==== The records

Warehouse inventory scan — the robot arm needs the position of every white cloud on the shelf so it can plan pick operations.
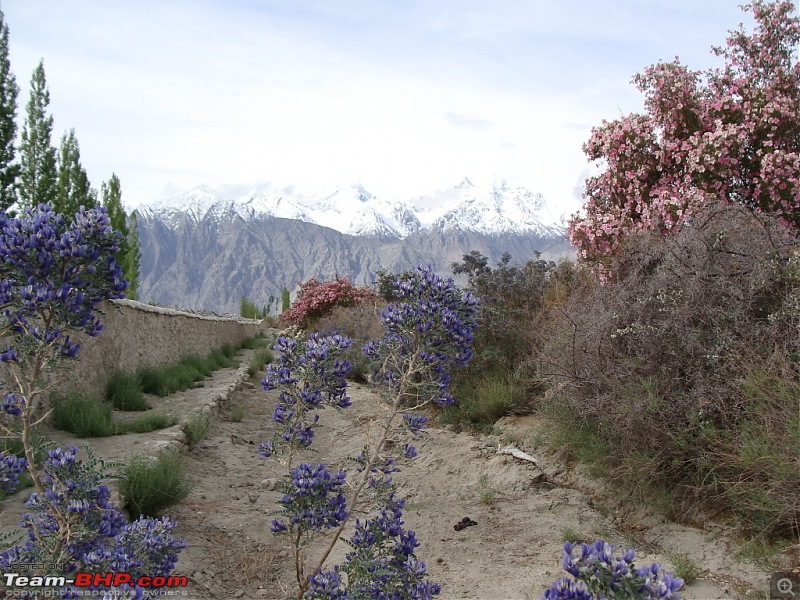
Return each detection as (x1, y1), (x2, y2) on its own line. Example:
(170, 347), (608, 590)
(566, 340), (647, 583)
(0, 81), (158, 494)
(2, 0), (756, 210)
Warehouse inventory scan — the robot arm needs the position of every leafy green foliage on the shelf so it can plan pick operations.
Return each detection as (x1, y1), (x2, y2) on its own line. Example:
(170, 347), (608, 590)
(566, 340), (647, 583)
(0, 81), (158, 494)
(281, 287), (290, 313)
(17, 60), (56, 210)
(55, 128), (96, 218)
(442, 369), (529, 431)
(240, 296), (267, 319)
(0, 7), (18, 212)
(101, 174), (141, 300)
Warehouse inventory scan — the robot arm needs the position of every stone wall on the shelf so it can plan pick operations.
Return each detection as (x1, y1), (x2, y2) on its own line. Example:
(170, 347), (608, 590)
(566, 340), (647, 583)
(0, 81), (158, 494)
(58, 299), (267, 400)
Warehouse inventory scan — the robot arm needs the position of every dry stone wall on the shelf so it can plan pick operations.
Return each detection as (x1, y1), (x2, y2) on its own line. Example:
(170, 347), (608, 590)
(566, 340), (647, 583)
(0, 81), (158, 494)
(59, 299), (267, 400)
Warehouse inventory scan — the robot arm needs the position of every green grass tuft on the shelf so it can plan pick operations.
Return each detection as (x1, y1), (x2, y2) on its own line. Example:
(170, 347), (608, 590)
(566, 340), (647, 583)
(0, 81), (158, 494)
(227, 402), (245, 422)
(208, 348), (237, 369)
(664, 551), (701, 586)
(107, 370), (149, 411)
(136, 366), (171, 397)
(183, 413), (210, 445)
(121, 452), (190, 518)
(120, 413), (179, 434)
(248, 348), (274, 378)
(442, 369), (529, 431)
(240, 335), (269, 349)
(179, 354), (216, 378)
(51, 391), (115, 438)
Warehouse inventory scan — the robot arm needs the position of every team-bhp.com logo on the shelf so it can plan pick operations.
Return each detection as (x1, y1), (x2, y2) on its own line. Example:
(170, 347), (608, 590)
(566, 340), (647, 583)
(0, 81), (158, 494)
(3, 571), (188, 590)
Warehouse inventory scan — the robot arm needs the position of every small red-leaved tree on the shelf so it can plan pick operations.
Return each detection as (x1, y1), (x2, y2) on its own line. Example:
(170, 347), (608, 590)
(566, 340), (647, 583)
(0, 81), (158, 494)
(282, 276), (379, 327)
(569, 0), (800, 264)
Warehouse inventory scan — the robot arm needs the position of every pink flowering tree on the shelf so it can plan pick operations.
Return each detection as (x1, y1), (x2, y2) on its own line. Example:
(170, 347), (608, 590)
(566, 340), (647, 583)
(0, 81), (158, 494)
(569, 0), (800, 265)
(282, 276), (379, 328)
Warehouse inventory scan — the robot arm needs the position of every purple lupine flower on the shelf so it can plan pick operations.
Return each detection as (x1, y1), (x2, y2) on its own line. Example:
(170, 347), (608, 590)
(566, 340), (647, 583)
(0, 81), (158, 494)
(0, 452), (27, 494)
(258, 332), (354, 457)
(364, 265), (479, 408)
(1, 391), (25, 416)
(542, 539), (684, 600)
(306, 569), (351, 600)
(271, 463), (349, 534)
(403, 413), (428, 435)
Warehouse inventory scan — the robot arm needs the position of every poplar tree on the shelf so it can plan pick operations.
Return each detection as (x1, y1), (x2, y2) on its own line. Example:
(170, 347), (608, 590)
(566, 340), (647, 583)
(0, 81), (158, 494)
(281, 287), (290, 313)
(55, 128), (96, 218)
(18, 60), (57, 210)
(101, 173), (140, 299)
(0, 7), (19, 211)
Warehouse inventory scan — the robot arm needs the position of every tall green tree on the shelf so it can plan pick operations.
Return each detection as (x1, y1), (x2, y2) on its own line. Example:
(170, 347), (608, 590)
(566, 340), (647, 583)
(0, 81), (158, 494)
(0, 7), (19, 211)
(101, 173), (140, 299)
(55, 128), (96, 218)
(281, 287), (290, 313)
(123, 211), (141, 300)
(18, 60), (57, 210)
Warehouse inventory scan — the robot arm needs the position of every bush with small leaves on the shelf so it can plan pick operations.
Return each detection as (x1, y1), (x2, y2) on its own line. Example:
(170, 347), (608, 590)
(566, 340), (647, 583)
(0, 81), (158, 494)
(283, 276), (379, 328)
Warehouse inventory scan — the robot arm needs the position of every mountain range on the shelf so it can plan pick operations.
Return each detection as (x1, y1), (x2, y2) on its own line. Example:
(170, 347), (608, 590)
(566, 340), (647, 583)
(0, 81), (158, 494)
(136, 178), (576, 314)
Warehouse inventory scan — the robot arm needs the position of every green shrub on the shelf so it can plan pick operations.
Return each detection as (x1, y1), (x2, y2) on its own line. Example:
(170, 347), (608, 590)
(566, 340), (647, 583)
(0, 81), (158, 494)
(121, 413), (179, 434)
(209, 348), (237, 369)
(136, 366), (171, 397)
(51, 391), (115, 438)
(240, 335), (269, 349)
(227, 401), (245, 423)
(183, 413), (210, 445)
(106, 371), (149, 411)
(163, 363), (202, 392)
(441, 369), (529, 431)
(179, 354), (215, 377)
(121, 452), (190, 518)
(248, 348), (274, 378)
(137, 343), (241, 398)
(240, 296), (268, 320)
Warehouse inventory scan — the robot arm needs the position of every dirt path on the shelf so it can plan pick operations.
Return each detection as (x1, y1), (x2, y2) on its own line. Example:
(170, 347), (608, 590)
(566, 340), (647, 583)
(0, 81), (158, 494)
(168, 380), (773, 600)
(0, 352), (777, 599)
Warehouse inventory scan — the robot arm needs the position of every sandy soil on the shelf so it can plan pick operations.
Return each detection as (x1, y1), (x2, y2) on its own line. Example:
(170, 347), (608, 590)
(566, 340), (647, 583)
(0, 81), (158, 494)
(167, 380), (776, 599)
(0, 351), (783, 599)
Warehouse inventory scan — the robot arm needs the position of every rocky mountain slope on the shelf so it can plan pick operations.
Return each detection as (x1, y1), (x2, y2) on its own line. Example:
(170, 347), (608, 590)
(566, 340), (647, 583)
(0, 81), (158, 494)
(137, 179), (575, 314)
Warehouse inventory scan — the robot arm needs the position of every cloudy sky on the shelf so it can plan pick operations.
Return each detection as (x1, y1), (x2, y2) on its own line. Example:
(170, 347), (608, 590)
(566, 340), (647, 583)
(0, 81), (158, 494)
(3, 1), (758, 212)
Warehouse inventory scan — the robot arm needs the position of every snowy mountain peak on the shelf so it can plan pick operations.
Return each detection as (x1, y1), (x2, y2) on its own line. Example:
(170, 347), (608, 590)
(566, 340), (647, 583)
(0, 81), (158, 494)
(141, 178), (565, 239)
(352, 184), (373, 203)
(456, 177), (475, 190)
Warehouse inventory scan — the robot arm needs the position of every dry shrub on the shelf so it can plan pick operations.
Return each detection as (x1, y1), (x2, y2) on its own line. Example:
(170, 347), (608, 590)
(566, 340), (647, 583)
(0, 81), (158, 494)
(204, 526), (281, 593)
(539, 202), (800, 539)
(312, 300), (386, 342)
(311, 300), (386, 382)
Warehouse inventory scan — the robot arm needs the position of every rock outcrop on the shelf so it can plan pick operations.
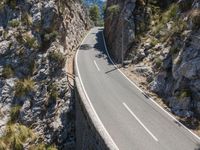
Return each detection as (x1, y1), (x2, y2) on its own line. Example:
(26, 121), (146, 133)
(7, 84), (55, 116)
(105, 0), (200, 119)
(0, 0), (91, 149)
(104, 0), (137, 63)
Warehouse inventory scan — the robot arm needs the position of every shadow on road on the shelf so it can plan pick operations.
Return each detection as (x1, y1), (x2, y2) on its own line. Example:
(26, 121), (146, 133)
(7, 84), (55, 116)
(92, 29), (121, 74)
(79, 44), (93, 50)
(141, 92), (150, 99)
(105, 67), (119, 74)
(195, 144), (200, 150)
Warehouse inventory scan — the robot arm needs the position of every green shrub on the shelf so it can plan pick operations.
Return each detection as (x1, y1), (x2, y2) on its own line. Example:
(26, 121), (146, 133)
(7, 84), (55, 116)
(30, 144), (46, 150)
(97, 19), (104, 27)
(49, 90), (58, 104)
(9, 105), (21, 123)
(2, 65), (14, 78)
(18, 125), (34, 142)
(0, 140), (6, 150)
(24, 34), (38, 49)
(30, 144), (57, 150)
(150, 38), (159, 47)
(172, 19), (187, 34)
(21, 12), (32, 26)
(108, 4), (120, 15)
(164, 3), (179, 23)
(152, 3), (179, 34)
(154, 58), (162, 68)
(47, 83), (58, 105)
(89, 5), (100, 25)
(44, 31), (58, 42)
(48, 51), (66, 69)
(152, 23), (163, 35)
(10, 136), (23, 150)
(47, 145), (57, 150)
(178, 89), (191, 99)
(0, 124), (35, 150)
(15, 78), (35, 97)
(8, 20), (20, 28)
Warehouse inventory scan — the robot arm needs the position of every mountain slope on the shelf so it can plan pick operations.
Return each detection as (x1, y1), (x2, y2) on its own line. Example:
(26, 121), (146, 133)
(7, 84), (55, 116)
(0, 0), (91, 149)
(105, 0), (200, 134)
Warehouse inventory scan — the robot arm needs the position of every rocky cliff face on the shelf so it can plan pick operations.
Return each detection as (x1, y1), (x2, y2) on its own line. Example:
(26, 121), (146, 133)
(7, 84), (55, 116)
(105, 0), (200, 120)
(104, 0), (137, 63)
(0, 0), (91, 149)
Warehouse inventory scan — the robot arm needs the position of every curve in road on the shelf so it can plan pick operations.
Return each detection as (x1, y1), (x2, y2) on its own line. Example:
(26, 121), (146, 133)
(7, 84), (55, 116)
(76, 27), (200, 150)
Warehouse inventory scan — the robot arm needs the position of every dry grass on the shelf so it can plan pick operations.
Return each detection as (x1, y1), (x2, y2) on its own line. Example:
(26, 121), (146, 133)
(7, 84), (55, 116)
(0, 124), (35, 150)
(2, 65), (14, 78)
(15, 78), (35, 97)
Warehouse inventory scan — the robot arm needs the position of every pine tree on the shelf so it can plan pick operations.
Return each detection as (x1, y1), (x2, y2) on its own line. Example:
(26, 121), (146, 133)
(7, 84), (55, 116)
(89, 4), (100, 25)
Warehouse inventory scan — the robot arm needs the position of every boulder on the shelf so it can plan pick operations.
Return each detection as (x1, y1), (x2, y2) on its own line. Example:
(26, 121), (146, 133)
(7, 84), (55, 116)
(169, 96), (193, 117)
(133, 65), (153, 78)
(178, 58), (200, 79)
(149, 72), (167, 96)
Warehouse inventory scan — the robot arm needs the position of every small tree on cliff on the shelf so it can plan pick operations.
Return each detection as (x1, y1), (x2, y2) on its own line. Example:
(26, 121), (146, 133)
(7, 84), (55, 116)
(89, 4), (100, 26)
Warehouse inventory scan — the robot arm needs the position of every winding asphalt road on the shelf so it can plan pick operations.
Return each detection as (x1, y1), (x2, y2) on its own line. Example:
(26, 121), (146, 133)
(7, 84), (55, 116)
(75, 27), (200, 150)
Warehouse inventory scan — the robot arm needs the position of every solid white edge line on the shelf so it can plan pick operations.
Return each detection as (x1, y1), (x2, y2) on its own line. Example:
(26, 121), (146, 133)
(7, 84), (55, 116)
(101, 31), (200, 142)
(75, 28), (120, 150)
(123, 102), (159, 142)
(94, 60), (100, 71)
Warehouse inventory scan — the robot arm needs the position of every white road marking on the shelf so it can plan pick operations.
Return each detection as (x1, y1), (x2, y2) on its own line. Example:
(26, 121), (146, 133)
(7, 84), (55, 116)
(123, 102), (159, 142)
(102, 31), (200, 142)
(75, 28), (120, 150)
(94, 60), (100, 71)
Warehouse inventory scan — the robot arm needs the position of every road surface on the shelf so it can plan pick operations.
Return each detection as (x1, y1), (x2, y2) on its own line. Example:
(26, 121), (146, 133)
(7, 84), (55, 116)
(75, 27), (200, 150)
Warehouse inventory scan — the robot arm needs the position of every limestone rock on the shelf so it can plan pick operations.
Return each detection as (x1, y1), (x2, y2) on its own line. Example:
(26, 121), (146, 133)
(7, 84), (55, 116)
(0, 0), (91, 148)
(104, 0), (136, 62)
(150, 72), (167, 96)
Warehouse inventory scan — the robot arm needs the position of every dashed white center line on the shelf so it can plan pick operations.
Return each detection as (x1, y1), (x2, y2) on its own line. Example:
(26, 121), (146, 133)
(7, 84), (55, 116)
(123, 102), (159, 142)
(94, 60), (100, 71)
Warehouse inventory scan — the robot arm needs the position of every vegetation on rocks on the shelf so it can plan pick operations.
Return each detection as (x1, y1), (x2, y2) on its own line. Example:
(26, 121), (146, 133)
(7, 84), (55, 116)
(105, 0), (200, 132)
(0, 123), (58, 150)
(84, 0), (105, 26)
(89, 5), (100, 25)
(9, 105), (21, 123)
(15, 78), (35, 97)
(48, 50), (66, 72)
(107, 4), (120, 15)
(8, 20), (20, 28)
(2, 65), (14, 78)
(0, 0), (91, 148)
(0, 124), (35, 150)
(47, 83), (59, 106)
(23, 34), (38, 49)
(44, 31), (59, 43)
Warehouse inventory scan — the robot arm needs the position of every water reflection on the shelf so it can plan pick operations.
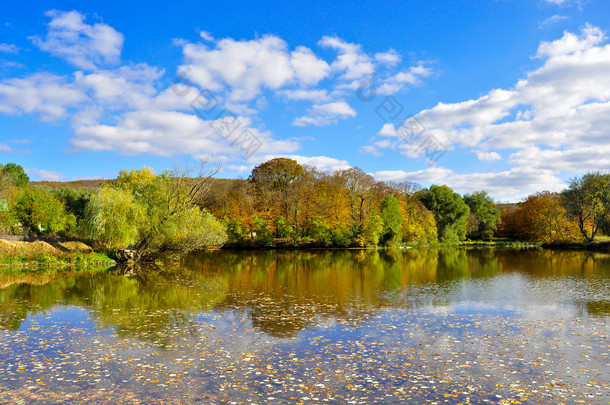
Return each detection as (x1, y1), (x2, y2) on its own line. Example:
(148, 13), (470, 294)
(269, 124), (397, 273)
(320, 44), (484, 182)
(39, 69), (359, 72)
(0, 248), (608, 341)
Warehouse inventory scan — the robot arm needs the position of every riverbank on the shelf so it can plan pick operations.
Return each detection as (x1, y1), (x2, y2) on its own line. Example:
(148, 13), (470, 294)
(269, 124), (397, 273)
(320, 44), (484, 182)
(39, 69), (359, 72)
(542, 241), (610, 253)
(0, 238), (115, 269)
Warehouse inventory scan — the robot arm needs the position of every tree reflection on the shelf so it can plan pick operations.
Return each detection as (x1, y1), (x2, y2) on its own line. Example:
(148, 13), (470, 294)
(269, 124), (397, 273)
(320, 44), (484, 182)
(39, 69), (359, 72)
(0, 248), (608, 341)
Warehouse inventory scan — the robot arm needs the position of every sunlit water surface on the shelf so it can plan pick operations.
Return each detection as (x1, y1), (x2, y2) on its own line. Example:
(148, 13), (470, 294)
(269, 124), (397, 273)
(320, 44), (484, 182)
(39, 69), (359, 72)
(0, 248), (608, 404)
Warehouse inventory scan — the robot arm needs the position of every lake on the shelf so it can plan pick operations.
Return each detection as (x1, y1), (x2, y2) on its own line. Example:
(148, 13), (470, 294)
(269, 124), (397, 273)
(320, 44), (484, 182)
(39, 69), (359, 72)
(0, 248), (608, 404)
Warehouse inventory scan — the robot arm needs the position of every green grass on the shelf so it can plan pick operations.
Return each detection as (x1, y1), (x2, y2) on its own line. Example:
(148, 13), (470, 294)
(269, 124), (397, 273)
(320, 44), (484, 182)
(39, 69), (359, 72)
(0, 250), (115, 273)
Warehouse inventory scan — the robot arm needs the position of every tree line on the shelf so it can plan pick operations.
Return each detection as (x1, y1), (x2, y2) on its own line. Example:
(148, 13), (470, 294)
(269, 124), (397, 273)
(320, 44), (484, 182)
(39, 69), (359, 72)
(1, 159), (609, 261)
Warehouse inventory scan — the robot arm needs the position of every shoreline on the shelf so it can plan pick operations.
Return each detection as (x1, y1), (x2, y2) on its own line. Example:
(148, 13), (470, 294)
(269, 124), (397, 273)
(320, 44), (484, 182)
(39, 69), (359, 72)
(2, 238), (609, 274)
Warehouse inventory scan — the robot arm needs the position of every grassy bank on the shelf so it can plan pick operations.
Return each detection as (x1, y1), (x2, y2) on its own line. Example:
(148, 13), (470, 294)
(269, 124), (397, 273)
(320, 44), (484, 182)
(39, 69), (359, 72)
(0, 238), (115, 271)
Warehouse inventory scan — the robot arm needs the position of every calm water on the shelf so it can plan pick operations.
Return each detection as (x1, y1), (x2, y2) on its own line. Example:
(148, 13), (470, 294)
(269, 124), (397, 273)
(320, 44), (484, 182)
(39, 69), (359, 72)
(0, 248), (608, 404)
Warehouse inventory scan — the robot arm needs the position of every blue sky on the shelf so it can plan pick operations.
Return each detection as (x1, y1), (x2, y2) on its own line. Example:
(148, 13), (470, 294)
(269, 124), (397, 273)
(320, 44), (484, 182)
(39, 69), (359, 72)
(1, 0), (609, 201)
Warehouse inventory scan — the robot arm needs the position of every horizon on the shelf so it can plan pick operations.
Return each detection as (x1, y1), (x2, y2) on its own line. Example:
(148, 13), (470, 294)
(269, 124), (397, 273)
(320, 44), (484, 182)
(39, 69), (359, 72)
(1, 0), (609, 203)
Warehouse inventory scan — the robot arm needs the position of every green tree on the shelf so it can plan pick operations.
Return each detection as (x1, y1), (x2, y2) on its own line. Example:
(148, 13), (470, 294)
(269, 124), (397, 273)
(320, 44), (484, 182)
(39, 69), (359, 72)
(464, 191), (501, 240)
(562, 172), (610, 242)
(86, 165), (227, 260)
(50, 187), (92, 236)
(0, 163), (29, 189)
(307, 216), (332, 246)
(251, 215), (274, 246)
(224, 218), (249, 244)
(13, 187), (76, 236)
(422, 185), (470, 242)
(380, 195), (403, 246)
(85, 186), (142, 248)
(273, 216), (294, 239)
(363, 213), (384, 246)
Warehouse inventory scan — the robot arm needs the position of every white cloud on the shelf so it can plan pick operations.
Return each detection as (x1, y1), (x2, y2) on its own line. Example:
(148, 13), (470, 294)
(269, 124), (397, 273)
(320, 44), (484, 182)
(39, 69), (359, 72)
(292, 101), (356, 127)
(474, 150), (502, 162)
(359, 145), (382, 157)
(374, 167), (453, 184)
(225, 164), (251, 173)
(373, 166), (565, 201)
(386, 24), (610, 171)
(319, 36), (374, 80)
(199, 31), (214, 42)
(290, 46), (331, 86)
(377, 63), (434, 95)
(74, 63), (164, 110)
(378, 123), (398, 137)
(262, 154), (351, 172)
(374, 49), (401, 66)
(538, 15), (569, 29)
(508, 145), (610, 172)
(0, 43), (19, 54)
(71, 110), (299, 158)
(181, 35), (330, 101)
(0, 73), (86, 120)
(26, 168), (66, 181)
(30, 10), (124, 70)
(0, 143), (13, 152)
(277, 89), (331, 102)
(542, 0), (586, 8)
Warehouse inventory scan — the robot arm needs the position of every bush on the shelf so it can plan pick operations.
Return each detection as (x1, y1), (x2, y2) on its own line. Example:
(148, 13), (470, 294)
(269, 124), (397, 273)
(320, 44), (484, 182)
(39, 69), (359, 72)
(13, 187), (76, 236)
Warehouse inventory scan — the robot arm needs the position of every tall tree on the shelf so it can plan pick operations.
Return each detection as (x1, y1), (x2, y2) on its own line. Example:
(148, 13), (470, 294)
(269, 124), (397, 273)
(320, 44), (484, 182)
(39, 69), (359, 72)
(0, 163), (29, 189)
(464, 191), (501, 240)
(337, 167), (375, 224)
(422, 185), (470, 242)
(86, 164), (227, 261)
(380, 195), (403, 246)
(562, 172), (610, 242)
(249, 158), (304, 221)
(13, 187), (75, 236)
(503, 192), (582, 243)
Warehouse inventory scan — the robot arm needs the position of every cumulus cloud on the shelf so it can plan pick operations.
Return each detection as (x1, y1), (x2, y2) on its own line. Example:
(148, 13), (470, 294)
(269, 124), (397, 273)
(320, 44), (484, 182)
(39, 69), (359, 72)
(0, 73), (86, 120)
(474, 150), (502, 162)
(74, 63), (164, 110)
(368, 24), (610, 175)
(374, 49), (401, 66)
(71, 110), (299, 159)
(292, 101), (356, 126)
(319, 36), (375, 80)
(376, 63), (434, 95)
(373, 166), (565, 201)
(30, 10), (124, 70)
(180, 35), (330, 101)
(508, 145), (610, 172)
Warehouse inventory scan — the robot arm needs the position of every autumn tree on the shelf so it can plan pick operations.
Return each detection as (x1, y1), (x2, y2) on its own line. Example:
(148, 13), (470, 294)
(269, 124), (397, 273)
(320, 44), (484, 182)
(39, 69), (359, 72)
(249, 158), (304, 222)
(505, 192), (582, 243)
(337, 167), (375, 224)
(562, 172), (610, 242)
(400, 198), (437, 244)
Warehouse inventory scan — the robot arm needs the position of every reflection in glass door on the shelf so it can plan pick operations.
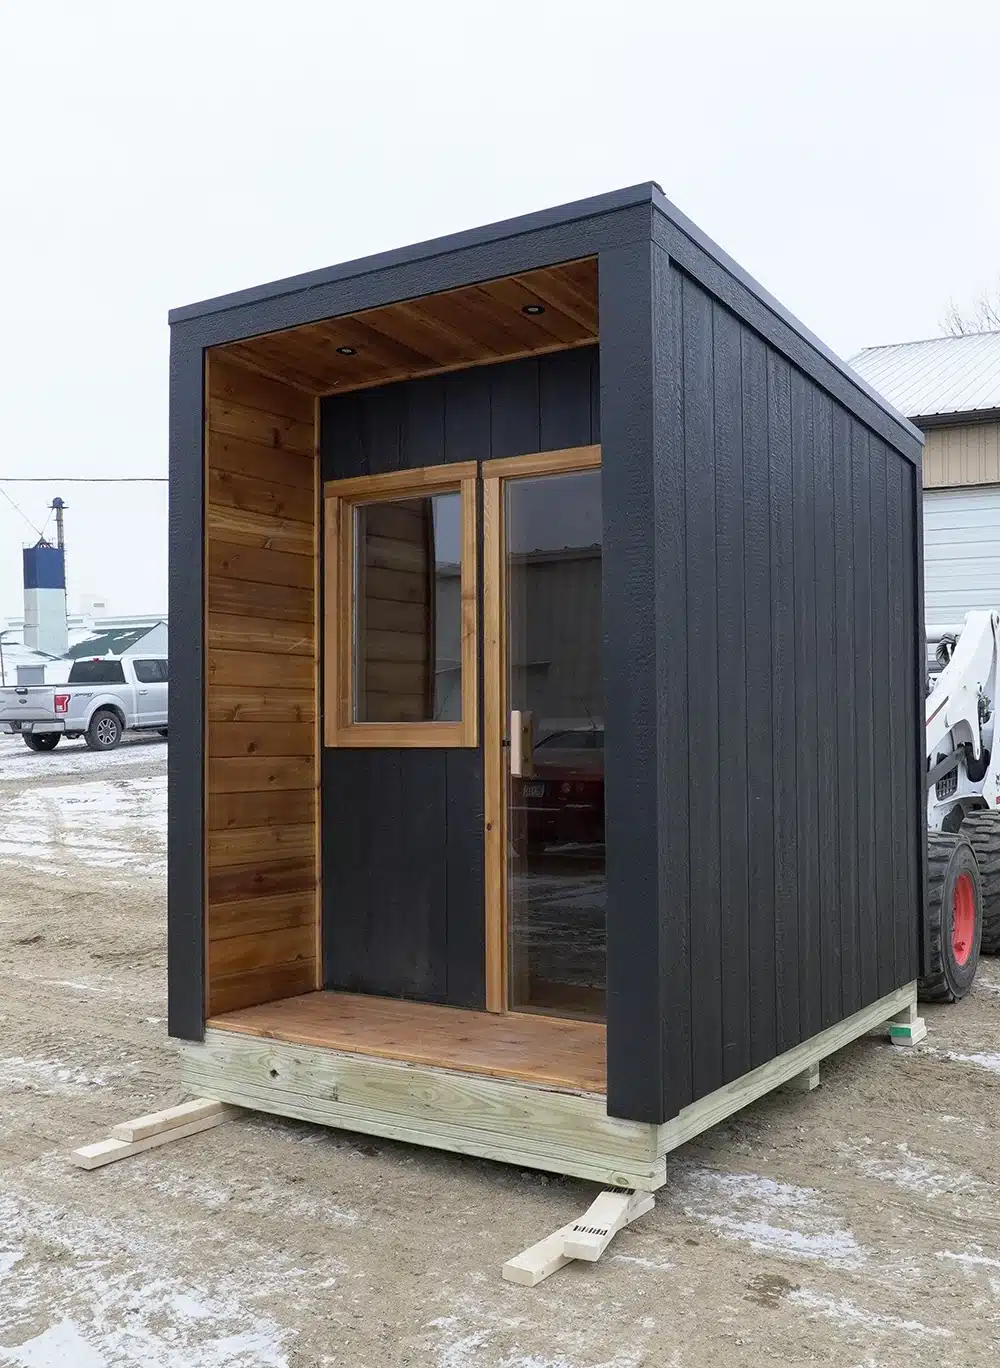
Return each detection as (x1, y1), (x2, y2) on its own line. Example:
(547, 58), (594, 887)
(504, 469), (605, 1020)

========

:: About this exercise ::
Search each line of the data above for "water", and copy the lines where it occurs.

:: Response area ::
Warehouse inventory scan — the robot arm needs the position of every water reflection on the shelf so it can plan pick operations.
Warehouse inventory scan — the robot arm needs the position of every sunlit water surface on the shelf so it can plan pick operations.
Warehouse inventory scan — the robot arm needs the position of every calm water on the shelf so it can plan pick operations.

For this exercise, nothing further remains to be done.